Want to be more efficient teaching your cobots? Learn from 5-axis machines!

workshop programming means down time for your process

I wanted to share a discussion which evolved within the interview I had with Jens Fetzer from CENIT during Automatica show. It somehow didn’t fit into the final articel/video. But as I believe it is worth sharing, I decided to make a separate posting out of it.

I believe that I already mentioned that I grew up in the workshop of my grandfather. So during school holidays I would work there in order to earn some extra money and I would saw the raw parts from the rods, load them into a CNC machine my grandfather built by himself, deburr them (after each “operation”) and so on.

It’s always about process parameters

During that time I also learned to operate manual milling machines and lathes. Manual. I have to stress that word. It means you operated the axes one by one. No CNC. Muscle strength. Direct force feedback. This way you develop a feeling for cutting depths, feed rates different materials and so on.

The machines I worked with were equipped with glass scales, and the current position of each axis was displayed. So you had to know where to stop or you produced scrap. When I think back I have to say that was really a ZEN like activity…

There was also the possibility to push a lever and the according axis started to travel on it’s own – after you dialed in the feed rate, of course.

From manual craftsmanship to CNC driven repeatability

When I worked on CNC machines, the process was still quite similar – now you had to program the cutting depths and feed rates per axis in G-code.

You can imagine it took an experienced if not skilled worker to operate such machines. You needed to have that feeling. The tables in the books gave you a start. Later you would use tables with parameters from the suppliers of the cutting inserts.

Workshop programming: controls assisting (un)skilled workers

So the target of that time was to support the man in front of the machine so that he could program faster and eventually get support for appropriate feed rates and cutting depths from the control directly.

This way of programming was called “workshop programming” vs. the place where full-time programmers did there job, which was already mainly the office at that time.

The main focus was to develop a control system which was “easy to program”. Do you already see the analogy?

DATA:
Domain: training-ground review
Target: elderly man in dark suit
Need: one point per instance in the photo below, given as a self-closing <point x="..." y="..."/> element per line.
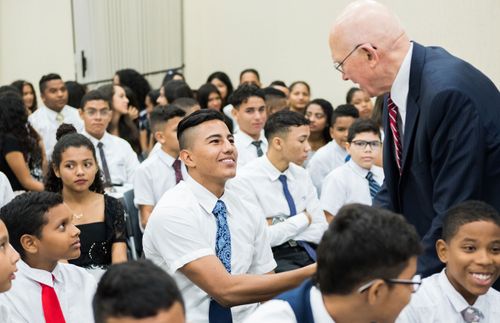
<point x="441" y="120"/>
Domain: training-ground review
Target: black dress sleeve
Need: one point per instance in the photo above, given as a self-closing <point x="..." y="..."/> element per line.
<point x="114" y="217"/>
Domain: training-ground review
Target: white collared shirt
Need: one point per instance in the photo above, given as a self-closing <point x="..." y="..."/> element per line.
<point x="182" y="229"/>
<point x="326" y="159"/>
<point x="121" y="158"/>
<point x="74" y="288"/>
<point x="45" y="123"/>
<point x="438" y="301"/>
<point x="401" y="86"/>
<point x="258" y="182"/>
<point x="154" y="177"/>
<point x="246" y="151"/>
<point x="279" y="311"/>
<point x="6" y="193"/>
<point x="348" y="184"/>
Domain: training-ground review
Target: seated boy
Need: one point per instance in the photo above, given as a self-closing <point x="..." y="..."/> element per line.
<point x="470" y="248"/>
<point x="358" y="180"/>
<point x="137" y="291"/>
<point x="163" y="169"/>
<point x="45" y="290"/>
<point x="333" y="154"/>
<point x="367" y="260"/>
<point x="8" y="260"/>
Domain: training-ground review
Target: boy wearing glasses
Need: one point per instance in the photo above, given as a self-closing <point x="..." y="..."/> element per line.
<point x="470" y="248"/>
<point x="358" y="180"/>
<point x="366" y="266"/>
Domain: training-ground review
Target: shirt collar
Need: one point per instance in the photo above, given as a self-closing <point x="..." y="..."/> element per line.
<point x="273" y="172"/>
<point x="206" y="199"/>
<point x="401" y="85"/>
<point x="40" y="275"/>
<point x="456" y="299"/>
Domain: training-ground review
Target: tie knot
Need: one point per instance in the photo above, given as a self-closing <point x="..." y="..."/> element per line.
<point x="472" y="315"/>
<point x="219" y="209"/>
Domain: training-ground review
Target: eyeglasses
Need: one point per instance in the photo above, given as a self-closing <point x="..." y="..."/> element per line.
<point x="415" y="282"/>
<point x="94" y="112"/>
<point x="361" y="144"/>
<point x="338" y="66"/>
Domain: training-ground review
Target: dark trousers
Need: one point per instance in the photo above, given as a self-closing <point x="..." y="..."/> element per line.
<point x="290" y="258"/>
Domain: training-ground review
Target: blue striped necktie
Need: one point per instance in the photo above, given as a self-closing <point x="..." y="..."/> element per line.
<point x="372" y="184"/>
<point x="216" y="312"/>
<point x="293" y="211"/>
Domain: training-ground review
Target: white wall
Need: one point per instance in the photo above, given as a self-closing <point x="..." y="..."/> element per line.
<point x="36" y="38"/>
<point x="288" y="39"/>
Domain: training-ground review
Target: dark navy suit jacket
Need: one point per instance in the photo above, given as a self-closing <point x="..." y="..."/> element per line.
<point x="451" y="146"/>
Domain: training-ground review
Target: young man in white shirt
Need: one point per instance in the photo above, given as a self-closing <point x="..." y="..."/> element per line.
<point x="282" y="192"/>
<point x="334" y="153"/>
<point x="41" y="230"/>
<point x="367" y="260"/>
<point x="207" y="237"/>
<point x="249" y="112"/>
<point x="138" y="292"/>
<point x="462" y="292"/>
<point x="116" y="158"/>
<point x="358" y="180"/>
<point x="54" y="111"/>
<point x="163" y="170"/>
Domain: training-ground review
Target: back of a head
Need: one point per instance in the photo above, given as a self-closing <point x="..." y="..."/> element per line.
<point x="344" y="110"/>
<point x="25" y="214"/>
<point x="46" y="78"/>
<point x="194" y="119"/>
<point x="280" y="122"/>
<point x="467" y="212"/>
<point x="175" y="89"/>
<point x="364" y="243"/>
<point x="134" y="290"/>
<point x="244" y="92"/>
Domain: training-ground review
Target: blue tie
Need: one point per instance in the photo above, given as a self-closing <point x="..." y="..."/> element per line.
<point x="293" y="211"/>
<point x="216" y="312"/>
<point x="372" y="184"/>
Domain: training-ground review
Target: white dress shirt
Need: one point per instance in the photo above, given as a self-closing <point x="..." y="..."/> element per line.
<point x="121" y="158"/>
<point x="437" y="301"/>
<point x="45" y="123"/>
<point x="326" y="159"/>
<point x="6" y="193"/>
<point x="348" y="184"/>
<point x="74" y="288"/>
<point x="182" y="229"/>
<point x="246" y="151"/>
<point x="401" y="86"/>
<point x="258" y="182"/>
<point x="155" y="176"/>
<point x="279" y="311"/>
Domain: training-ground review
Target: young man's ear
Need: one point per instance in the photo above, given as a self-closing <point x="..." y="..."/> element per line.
<point x="29" y="243"/>
<point x="442" y="250"/>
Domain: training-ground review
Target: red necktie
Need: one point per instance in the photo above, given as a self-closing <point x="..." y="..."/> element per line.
<point x="177" y="169"/>
<point x="51" y="307"/>
<point x="396" y="138"/>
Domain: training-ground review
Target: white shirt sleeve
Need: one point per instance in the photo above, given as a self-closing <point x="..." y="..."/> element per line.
<point x="274" y="311"/>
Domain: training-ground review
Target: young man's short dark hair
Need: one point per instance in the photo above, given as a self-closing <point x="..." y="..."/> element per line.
<point x="467" y="212"/>
<point x="344" y="110"/>
<point x="93" y="95"/>
<point x="194" y="119"/>
<point x="25" y="214"/>
<point x="161" y="114"/>
<point x="281" y="121"/>
<point x="244" y="92"/>
<point x="136" y="289"/>
<point x="362" y="125"/>
<point x="46" y="78"/>
<point x="364" y="243"/>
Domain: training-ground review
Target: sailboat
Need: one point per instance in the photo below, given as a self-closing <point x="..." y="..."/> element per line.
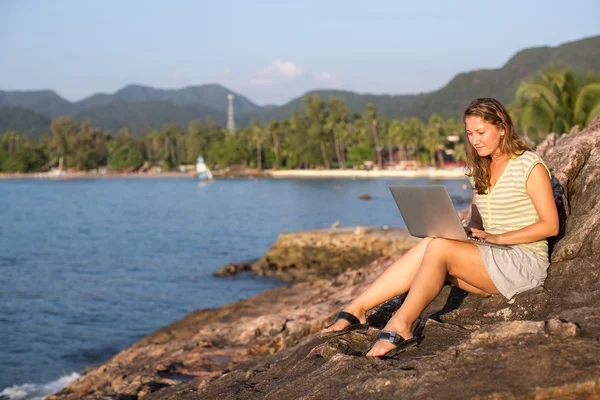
<point x="202" y="171"/>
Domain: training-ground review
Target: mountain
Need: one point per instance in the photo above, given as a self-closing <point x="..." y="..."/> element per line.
<point x="23" y="120"/>
<point x="137" y="106"/>
<point x="582" y="56"/>
<point x="138" y="116"/>
<point x="45" y="102"/>
<point x="384" y="104"/>
<point x="211" y="95"/>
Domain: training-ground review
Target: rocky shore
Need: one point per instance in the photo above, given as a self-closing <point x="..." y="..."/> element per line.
<point x="324" y="253"/>
<point x="542" y="344"/>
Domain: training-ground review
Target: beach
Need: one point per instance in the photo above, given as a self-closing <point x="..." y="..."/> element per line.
<point x="432" y="173"/>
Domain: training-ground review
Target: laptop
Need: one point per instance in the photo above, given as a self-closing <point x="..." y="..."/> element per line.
<point x="428" y="211"/>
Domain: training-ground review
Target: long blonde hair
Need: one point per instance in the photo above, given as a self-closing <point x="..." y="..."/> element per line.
<point x="511" y="144"/>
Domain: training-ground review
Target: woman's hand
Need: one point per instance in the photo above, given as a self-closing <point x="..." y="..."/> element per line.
<point x="488" y="237"/>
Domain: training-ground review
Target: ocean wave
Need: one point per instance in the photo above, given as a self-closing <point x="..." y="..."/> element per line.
<point x="32" y="391"/>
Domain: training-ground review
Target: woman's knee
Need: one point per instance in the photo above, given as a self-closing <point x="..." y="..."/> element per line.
<point x="437" y="246"/>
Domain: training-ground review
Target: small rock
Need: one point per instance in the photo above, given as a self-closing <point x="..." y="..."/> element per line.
<point x="558" y="327"/>
<point x="161" y="368"/>
<point x="360" y="230"/>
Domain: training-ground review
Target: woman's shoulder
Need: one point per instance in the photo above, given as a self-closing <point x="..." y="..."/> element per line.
<point x="528" y="158"/>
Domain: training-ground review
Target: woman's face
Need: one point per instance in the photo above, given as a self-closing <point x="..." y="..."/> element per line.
<point x="483" y="136"/>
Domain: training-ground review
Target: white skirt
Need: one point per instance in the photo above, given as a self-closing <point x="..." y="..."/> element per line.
<point x="513" y="270"/>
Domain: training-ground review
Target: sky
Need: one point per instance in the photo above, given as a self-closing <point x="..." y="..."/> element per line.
<point x="272" y="50"/>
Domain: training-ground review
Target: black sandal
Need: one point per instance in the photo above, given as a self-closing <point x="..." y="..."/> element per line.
<point x="355" y="325"/>
<point x="400" y="343"/>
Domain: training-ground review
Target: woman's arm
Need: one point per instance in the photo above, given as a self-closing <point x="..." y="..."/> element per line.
<point x="539" y="189"/>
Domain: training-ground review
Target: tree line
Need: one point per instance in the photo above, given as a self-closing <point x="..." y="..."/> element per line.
<point x="324" y="135"/>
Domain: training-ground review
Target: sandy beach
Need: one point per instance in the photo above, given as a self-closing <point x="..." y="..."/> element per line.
<point x="443" y="173"/>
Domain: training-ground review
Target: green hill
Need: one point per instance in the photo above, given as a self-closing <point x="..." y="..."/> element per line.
<point x="210" y="95"/>
<point x="147" y="114"/>
<point x="137" y="106"/>
<point x="582" y="56"/>
<point x="45" y="102"/>
<point x="23" y="120"/>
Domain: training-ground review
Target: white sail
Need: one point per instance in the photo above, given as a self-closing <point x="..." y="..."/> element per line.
<point x="202" y="171"/>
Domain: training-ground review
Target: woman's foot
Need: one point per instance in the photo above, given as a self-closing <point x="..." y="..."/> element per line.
<point x="342" y="323"/>
<point x="382" y="347"/>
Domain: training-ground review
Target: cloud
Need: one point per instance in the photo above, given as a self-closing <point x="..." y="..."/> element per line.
<point x="324" y="76"/>
<point x="260" y="81"/>
<point x="175" y="76"/>
<point x="286" y="68"/>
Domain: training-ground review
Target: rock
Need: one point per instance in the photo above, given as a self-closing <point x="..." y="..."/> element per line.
<point x="360" y="231"/>
<point x="233" y="269"/>
<point x="324" y="253"/>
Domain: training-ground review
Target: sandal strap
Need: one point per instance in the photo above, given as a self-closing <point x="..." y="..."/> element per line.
<point x="347" y="316"/>
<point x="389" y="336"/>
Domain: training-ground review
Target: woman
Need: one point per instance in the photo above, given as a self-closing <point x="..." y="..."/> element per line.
<point x="512" y="190"/>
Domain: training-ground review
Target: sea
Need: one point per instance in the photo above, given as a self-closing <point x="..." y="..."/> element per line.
<point x="90" y="266"/>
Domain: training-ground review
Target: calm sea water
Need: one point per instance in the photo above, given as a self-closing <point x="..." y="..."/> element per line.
<point x="87" y="267"/>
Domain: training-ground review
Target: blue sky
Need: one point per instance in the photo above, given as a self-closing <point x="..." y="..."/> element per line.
<point x="272" y="51"/>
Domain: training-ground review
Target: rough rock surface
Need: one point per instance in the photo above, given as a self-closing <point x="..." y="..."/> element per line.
<point x="543" y="344"/>
<point x="324" y="253"/>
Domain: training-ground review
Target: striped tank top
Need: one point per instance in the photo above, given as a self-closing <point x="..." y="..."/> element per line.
<point x="507" y="207"/>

LIST OF TASKS:
A - In the post on workshop programming, what were the manual machines the writer worked with equipped with?
B - Repeat, word for word, everything in the post on workshop programming from "There was also" down to "the cutting inserts.".

ANSWERS BY TASK:
A - Glass scales, with the current position of each axis displayed.

B -
There was also the possibility to push a lever and the according axis started to travel on it’s own – after you dialed in the feed rate, of course.

From manual craftsmanship to CNC driven repeatability

When I worked on CNC machines, the process was still quite similar – now you had to program the cutting depths and feed rates per axis in G-code.

You can imagine it took an experienced if not skilled worker to operate such machines. You needed to have that feeling. The tables in the books gave you a start. Later you would use tables with parameters from the suppliers of the cutting inserts.